* O que fazer *
- A) Transcreva do texto sobre o Natal em tempos de pandemia tudo o que vai de "O novo coronavírus" até "do dia a dia.".
- B) No texto sobre o Natal em tempos de pandemia, a qual poeta brasileiro é atribuído o verso "no meio do caminho tinha uma pedra"?
- C) Escreva a parte seguinte do texto sobre o Natal em tempos de pandemia, começando logo depois da última frase apresentada.

* Texto fornecido *
Natal em tempos de pandemia

Edilan Martins de Oliveira
Membro da PASCOM da Paróquia de Fátima


Estamos às portas do Natal 2020. Será celebrado, por força de uma pandemia jamais imaginável, de forma diferente… talvez mais profunda e autêntica. Natal é sempre a celebração do amor. O Deus onipotente se torna criança nascida numa gruta em Belém de Judá, Israel, porque não havia nem lugar nas hospedarias. É o Amor Total/Eterno que veio e vem encarnar-se na história da humanidade, para nela ressuscitar o amor perdido pelo pecado. Por isso, se em torno da celebração do Natal, o amor não é o centro, ela não é autêntica. Nunca podemos deixar de sonhar: a partir de cada Natal, o “amor deveria ser mais amado”, parafraseando o santo seráfico, São Francisco de Assis. O seu “Fratelli Tutti” – “todos irmãos” para construir uma “fraternidade e amizade social” (conforme a última Encíclica do Papa Francisco) está cimentado no amor encarnado do Filho de Deus, o nosso irmão maior. Não é por nada que a tradição dos “presépios” tem nele a sua origem. Celebramos, assim, mais um Natal… é preciso, pois, falar do amor! Advento e Natal constituem, juntos, um tempo litúrgico privilegiado. Inúmeras pessoas viajam, se visitam, multiplicam encontros. Amigos, parentes e familiares estreitam laços e relações. Como fez o Papa Francisco na encíclica Fratelli tutti (FT), podemos citar o poeta Vinicius de Moraes: “A vida é a arte do encontro, embora haja tantos desencontros pela vida” (FT, 215). Neste ano de 2020, porém, citando outro poeta brasileiro, Carlos Drummond de Andrade, “no meio do caminho tinha uma pedra”, uma pandemia, com seu rastro macabro de pessoas mortas e famílias enlutadas. Celebraremos o natal confinados em nossas casas.

O novo coronavírus já cruzou as fronteiras de quase 200 países. No mundo inteiro, o número de infectados passou a cifra das dezenas de milhões, enquanto o número de mortos ultrapassou 1,7 milhão. Isso sem levar em conta a subnotificação. Limitando-nos ao Brasil, contam-se mais de7 milhões de infectados, ao passo que quase 190 mil pessoas perderam precocemente a vida. Somando infectados e afetados, na prática todas as pessoas e famílias foram, de uma forma ou de outra, atingidos por esse “inimigo invisível, silencioso e letal”. Quem não tropeçou nessa “pedra/pandemia”? Ela trouxe o isolamento individual e o distanciamento social. Isolados e contidos dentro da própria casa, as telas e as janelas tornaram-se nossos únicos meios de comunicação. Para não poucas pessoas, a saúde mental sofreu abalos inesperados. A solidão virou nossa companheira do dia a dia.

* Material fornecido *
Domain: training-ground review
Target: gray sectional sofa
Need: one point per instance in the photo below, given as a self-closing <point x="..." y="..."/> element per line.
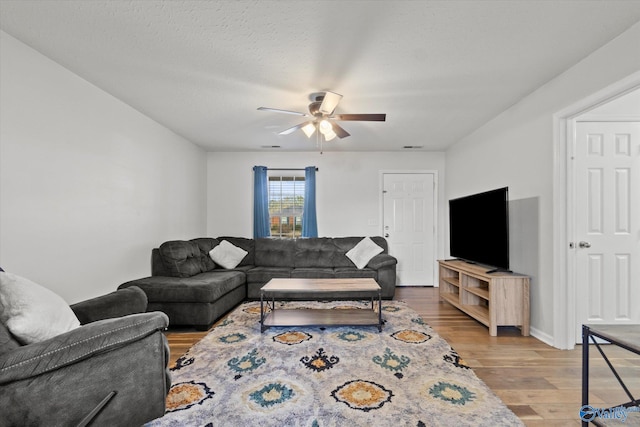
<point x="188" y="286"/>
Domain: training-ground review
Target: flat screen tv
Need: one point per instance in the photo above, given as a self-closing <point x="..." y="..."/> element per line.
<point x="479" y="228"/>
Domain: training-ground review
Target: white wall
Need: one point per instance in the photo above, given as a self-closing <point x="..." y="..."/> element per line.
<point x="88" y="185"/>
<point x="347" y="188"/>
<point x="516" y="149"/>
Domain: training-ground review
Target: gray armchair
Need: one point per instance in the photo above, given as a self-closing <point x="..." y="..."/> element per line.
<point x="111" y="371"/>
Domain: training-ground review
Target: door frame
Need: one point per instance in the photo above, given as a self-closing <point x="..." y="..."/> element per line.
<point x="436" y="228"/>
<point x="564" y="265"/>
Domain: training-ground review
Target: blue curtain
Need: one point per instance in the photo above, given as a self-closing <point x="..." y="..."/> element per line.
<point x="309" y="219"/>
<point x="260" y="203"/>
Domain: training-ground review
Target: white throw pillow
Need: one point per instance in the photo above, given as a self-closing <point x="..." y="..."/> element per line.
<point x="362" y="253"/>
<point x="33" y="313"/>
<point x="227" y="255"/>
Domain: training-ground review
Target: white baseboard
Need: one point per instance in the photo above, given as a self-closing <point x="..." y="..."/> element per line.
<point x="542" y="336"/>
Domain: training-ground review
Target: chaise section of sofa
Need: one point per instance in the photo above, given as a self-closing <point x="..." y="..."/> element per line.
<point x="188" y="286"/>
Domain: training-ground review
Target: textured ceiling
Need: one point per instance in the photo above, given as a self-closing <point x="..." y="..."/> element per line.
<point x="438" y="69"/>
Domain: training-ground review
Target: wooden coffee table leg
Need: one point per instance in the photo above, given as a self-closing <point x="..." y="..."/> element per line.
<point x="379" y="311"/>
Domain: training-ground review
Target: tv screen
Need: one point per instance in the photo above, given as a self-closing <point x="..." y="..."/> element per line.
<point x="479" y="228"/>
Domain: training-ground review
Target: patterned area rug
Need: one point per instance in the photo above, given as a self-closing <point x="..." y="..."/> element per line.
<point x="335" y="376"/>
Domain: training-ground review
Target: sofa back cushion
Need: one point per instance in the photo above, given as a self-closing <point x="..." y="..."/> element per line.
<point x="275" y="252"/>
<point x="316" y="252"/>
<point x="181" y="258"/>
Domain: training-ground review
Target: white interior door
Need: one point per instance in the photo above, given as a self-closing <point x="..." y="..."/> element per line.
<point x="607" y="170"/>
<point x="409" y="206"/>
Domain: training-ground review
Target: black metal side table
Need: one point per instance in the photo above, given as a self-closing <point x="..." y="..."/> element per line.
<point x="625" y="336"/>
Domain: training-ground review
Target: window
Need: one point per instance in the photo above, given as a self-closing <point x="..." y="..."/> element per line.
<point x="286" y="203"/>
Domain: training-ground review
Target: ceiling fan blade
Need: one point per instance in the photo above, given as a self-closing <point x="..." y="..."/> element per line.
<point x="361" y="117"/>
<point x="276" y="110"/>
<point x="330" y="102"/>
<point x="340" y="132"/>
<point x="293" y="129"/>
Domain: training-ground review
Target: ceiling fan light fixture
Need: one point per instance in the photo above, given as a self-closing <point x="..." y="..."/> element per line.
<point x="325" y="127"/>
<point x="329" y="135"/>
<point x="309" y="129"/>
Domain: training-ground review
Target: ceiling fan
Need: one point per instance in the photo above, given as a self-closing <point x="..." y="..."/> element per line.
<point x="321" y="110"/>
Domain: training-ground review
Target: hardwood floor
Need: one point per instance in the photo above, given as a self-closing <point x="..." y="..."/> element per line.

* Respostas numeradas *
- A)
O novo coronavírus já cruzou as fronteiras de quase 200 países. No mundo inteiro, o número de infectados passou a cifra das dezenas de milhões, enquanto o número de mortos ultrapassou 1,7 milhão. Isso sem levar em conta a subnotificação. Limitando-nos ao Brasil, contam-se mais de7 milhões de infectados, ao passo que quase 190 mil pessoas perderam precocemente a vida. Somando infectados e afetados, na prática todas as pessoas e famílias foram, de uma forma ou de outra, atingidos por esse “inimigo invisível, silencioso e letal”. Quem não tropeçou nessa “pedra/pandemia”? Ela trouxe o isolamento individual e o distanciamento social. Isolados e contidos dentro da própria casa, as telas e as janelas tornaram-se nossos únicos meios de comunicação. Para não poucas pessoas, a saúde mental sofreu abalos inesperados. A solidão virou nossa companheira do dia a dia.

- B) Carlos Drummond de Andrade.

- C)
Flagelo inédito e global, da mesma forma que globalizada é a política econômica hoje. Um contraste se estabeleceu: ao mesmo tempo em que foi possível constatar certo negacionismo e indiferença por parte de algumas autoridades, vimos nascer por toda parte uma série de iniciativas solidárias e populares. Muitas comunidades se deram as mãos, reduzindo a força do inimigo comum. Se é verdade que para muita gente esse tropeço mexeu negativamente com a trajetória de vida, para outros ele não deixou de despertar para novos valores. Entre eles, destaca-se o cuidado: com a saúde pessoal e alheia, cuidado com os mais frágeis e vulneráveis, cuidado com a gestão pública e o bem-estar, cuidado com “nossa casa comum”, para voltar a outra expressão do Pontífice. E mais recentemente, com o novo documento da Doutrina Social da Igreja, Fratelli tutti (Somos todos irmãos), o Papa sublinha uma nova forma de cuidado, isto é, a atenção redobrada para com o outro, o diferente, o estrangeiro. Volta a alertar para o combate vigoroso e sem tréguas à discriminação e ao preconceito, ao racismo e à xenofobia. Esses vírus, sim, constituem verdadeiras pedras de tropeço para o diálogo, a paz e a fraternidade.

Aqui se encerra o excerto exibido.